**Instructions for the task**
Copy out all the lines of the data that hold the word "below".

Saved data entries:
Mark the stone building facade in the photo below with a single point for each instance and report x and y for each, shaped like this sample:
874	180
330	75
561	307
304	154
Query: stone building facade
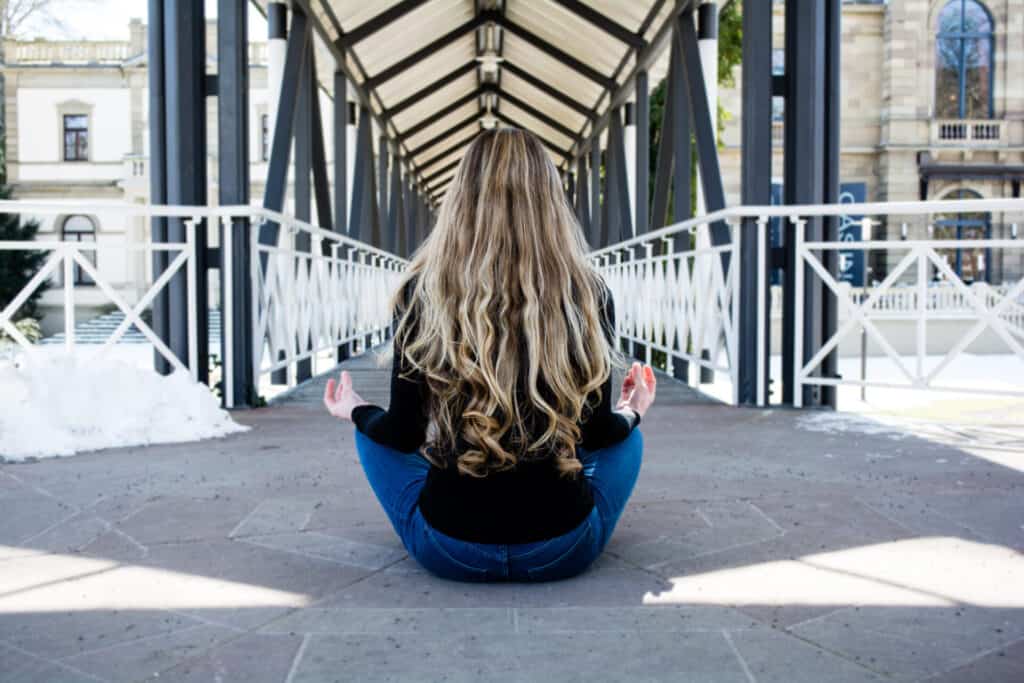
933	108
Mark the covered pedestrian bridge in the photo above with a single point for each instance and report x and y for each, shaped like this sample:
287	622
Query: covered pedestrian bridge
762	544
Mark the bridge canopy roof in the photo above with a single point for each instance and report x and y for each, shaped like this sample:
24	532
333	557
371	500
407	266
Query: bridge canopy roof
433	72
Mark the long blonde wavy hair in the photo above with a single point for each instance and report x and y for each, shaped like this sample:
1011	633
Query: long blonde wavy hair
501	311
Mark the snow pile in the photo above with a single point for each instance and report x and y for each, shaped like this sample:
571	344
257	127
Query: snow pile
58	404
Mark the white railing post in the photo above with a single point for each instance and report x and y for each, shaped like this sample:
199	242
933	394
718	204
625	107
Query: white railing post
192	308
227	309
69	295
798	322
762	228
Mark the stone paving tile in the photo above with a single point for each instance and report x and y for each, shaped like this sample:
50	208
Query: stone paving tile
909	643
407	586
247	658
906	525
1003	664
246	564
58	635
647	619
28	513
335	549
71	536
726	523
174	519
145	657
395	621
16	667
774	656
276	515
592	656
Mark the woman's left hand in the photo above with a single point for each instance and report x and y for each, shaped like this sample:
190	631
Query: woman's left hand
340	398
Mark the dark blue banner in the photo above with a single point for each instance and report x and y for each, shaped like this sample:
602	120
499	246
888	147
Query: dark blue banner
851	262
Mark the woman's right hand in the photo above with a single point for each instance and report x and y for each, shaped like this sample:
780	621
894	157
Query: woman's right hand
638	389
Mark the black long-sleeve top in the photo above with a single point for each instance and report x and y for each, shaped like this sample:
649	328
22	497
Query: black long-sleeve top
531	502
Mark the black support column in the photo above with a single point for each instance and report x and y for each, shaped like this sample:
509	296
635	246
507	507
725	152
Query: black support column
756	181
642	209
303	188
340	152
830	178
158	173
808	157
232	124
184	82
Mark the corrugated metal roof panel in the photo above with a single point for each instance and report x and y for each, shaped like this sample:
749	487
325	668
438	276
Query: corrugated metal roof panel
564	29
434	101
428	71
441	125
569	33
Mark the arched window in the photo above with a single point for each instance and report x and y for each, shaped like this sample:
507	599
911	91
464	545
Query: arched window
80	228
971	263
964	49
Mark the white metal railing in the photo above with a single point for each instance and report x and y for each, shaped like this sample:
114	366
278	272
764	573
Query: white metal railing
668	306
310	301
942	300
64	257
967	130
675	293
304	303
67	51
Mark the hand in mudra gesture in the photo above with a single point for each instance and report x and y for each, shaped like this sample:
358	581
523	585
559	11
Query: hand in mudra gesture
340	398
638	389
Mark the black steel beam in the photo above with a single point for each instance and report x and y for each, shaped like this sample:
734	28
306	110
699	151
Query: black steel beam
583	195
232	164
425	51
603	23
558	54
804	161
595	193
433	176
428	90
642	209
383	159
443	184
158	173
365	215
396	210
666	148
537	114
440	137
184	27
340	152
443	112
379	22
756	155
705	132
322	193
682	150
281	147
303	188
829	193
515	124
619	213
444	154
643	60
549	90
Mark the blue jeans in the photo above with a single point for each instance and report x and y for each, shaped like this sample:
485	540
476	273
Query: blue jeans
398	477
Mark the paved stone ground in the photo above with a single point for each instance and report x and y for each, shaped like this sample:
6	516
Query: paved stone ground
752	551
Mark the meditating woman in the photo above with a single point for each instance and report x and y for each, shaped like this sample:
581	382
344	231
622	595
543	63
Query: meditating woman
501	457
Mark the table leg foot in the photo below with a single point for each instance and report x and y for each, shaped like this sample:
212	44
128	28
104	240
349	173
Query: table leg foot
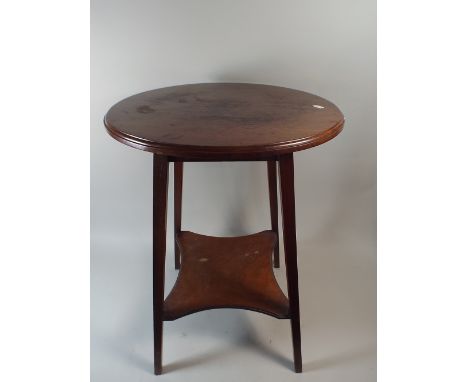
286	166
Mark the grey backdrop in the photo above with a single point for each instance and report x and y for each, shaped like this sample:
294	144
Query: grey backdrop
326	47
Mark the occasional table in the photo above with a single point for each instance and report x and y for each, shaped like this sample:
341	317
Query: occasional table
224	122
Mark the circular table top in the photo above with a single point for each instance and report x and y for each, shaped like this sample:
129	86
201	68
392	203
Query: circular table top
222	120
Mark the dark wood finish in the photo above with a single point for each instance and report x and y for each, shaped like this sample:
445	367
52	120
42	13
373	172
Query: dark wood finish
178	181
286	167
160	183
229	120
272	187
226	272
224	122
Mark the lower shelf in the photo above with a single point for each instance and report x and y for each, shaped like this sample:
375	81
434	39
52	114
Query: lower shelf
226	272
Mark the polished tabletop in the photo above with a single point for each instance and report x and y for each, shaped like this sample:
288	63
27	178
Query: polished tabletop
214	120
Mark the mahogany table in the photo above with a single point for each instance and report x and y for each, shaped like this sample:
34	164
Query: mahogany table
224	122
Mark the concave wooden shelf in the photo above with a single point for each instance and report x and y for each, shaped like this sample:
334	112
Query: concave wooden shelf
226	272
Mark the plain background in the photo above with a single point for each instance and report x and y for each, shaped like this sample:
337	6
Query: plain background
324	47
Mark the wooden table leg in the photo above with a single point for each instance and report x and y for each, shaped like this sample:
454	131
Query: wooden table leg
272	186
178	180
286	169
160	174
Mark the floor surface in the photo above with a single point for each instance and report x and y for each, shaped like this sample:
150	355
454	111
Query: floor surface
337	293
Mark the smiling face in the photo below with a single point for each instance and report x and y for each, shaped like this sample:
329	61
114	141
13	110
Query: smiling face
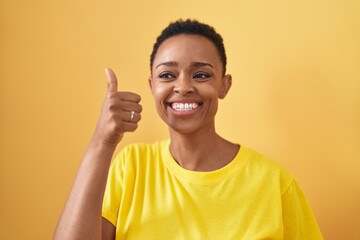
187	81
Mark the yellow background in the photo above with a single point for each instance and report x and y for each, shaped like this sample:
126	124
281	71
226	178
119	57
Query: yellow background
295	95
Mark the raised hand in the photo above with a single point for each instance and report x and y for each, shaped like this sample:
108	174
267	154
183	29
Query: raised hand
120	112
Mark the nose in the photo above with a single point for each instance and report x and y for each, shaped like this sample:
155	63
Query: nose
183	85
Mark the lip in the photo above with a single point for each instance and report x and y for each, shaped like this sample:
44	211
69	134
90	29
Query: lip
183	112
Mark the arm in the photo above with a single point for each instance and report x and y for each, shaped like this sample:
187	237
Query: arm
81	217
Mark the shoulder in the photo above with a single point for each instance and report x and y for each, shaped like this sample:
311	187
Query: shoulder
141	152
264	167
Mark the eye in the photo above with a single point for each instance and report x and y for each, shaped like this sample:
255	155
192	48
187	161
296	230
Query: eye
166	76
202	76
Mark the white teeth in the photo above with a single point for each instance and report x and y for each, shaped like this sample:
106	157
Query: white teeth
184	106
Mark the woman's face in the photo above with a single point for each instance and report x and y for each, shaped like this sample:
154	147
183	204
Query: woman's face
187	81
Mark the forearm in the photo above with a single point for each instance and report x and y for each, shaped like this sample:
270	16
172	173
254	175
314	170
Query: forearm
81	217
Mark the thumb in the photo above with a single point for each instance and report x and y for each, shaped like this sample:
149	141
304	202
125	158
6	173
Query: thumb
112	81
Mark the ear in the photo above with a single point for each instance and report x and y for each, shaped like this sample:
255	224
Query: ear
150	84
225	86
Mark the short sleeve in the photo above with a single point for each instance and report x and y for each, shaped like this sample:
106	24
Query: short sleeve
298	219
113	190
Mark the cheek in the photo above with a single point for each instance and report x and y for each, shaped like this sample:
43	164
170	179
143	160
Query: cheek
160	91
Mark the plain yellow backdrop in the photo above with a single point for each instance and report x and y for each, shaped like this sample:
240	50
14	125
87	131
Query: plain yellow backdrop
295	95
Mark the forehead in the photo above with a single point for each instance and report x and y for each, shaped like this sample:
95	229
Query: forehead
186	49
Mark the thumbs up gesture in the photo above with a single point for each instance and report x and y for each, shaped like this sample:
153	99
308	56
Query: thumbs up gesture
120	113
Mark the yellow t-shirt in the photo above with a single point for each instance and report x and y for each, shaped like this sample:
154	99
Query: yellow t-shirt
149	196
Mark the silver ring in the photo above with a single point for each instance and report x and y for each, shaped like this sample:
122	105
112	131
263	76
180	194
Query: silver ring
132	116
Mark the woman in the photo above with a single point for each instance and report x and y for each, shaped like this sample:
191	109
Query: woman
196	185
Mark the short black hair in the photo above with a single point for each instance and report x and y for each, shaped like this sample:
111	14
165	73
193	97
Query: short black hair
191	27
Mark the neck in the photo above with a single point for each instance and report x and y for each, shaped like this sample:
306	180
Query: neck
205	151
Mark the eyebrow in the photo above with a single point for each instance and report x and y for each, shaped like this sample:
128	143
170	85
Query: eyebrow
175	64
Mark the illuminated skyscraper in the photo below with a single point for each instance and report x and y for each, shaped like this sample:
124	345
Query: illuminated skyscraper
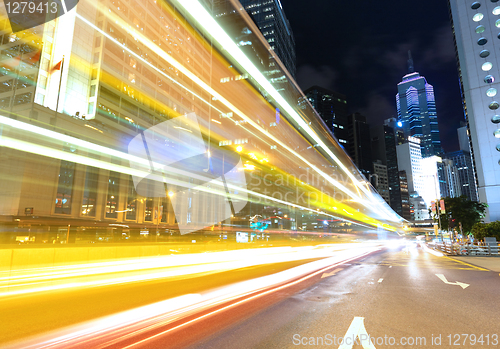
332	107
273	24
475	27
417	111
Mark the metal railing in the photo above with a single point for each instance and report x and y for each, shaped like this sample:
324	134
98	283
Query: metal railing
467	249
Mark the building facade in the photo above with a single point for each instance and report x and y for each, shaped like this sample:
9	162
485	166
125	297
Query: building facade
78	91
381	180
416	107
467	181
359	145
274	26
332	108
475	26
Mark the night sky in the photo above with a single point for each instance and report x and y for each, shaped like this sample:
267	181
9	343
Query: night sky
360	49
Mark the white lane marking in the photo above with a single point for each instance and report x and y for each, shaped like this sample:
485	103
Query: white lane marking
461	284
333	272
357	330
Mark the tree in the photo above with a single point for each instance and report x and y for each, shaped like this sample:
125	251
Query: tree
461	210
482	230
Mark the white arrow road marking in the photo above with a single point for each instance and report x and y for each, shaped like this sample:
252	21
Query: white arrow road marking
335	271
443	278
357	330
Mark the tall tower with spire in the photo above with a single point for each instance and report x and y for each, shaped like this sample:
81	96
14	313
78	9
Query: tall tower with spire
417	110
411	67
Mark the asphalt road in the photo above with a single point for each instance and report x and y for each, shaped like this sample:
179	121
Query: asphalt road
403	298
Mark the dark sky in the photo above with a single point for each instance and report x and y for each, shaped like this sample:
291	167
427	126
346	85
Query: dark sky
360	49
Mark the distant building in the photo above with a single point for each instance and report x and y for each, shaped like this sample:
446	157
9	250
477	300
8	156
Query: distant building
463	138
405	196
381	182
273	24
410	160
332	107
417	111
475	27
463	162
359	145
418	207
384	149
434	185
449	173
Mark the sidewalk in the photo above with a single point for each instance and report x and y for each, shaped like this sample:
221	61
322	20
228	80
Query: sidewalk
491	263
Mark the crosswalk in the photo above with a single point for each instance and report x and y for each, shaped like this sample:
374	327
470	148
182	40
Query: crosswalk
421	259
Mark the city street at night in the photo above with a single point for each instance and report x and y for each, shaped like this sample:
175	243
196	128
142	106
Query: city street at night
405	292
219	174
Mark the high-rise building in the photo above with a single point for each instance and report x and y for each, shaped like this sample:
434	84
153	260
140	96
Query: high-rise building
332	107
273	24
463	162
384	149
433	185
359	145
410	160
475	27
381	180
417	111
449	176
405	196
463	138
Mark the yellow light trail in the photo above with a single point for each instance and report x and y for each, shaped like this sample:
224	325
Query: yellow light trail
45	279
145	41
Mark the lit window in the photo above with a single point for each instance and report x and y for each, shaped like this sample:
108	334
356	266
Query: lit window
477	17
487	66
484	53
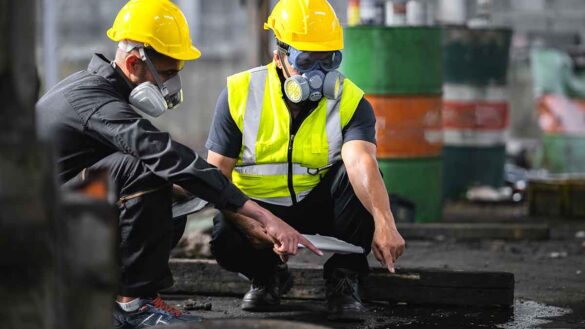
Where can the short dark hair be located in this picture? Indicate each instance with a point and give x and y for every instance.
(282, 45)
(154, 55)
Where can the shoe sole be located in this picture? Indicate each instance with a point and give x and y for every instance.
(250, 306)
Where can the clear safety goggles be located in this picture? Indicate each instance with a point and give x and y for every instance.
(304, 61)
(171, 89)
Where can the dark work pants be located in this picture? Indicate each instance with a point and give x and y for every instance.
(147, 230)
(332, 208)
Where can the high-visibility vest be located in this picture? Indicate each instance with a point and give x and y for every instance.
(274, 165)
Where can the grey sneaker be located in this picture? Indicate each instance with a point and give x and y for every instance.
(343, 300)
(152, 312)
(264, 294)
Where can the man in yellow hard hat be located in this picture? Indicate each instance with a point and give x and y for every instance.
(298, 138)
(92, 118)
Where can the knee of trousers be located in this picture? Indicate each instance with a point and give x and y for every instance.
(129, 173)
(225, 240)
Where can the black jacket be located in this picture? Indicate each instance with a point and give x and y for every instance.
(87, 117)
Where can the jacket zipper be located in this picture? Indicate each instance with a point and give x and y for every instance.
(290, 171)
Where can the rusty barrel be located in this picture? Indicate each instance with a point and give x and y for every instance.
(399, 69)
(475, 108)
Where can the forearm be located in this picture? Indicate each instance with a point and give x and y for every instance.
(369, 187)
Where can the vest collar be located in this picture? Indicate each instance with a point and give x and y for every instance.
(102, 66)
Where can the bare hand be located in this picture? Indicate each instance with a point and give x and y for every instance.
(388, 245)
(286, 239)
(252, 229)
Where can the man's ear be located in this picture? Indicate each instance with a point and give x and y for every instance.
(276, 58)
(133, 66)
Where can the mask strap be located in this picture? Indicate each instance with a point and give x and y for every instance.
(282, 54)
(153, 70)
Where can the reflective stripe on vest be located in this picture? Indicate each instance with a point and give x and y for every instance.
(257, 107)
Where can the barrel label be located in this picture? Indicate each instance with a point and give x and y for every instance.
(480, 115)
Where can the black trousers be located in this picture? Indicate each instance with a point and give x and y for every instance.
(332, 208)
(147, 230)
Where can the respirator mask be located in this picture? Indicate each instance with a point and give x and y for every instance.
(154, 99)
(318, 74)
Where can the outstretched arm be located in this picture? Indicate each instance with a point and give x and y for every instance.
(360, 162)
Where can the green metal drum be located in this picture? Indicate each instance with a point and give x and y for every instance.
(466, 166)
(418, 180)
(394, 60)
(475, 56)
(562, 153)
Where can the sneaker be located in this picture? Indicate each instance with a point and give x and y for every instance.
(343, 300)
(264, 295)
(152, 312)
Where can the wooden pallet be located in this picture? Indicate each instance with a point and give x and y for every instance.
(413, 286)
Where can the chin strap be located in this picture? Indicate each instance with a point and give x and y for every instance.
(283, 53)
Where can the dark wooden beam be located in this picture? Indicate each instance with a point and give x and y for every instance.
(414, 286)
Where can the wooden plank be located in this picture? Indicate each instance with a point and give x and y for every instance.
(476, 231)
(416, 286)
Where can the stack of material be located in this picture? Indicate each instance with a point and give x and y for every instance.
(475, 108)
(399, 68)
(559, 85)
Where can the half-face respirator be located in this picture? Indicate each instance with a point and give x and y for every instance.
(318, 75)
(154, 99)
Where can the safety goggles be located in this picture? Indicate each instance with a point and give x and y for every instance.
(304, 61)
(171, 89)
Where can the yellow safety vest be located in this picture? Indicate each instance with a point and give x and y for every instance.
(275, 166)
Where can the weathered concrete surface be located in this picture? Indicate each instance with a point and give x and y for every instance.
(413, 285)
(476, 231)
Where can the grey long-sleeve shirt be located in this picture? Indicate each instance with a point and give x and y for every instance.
(87, 117)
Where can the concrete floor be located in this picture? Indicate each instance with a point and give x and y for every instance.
(549, 293)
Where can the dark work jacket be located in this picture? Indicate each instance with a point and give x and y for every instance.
(87, 117)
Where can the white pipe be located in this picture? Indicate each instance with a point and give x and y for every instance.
(50, 44)
(452, 11)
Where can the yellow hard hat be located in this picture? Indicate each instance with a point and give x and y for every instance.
(159, 24)
(309, 25)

**Result**
Mark the stone building facade in the photo below with a single point for each instance and report x and y for each, shaped like this sample:
Mark the table leg foot in the photo below with a single point for each instance and report x and y for each, shaped like this sample:
Mark the smiling face in the photo below with a single point for each instance and report x and y for each, shaped like this sample:
Mark the illuminated skyscraper in the photo below with a single point for each instance and report x and y for each, shaped like this sample:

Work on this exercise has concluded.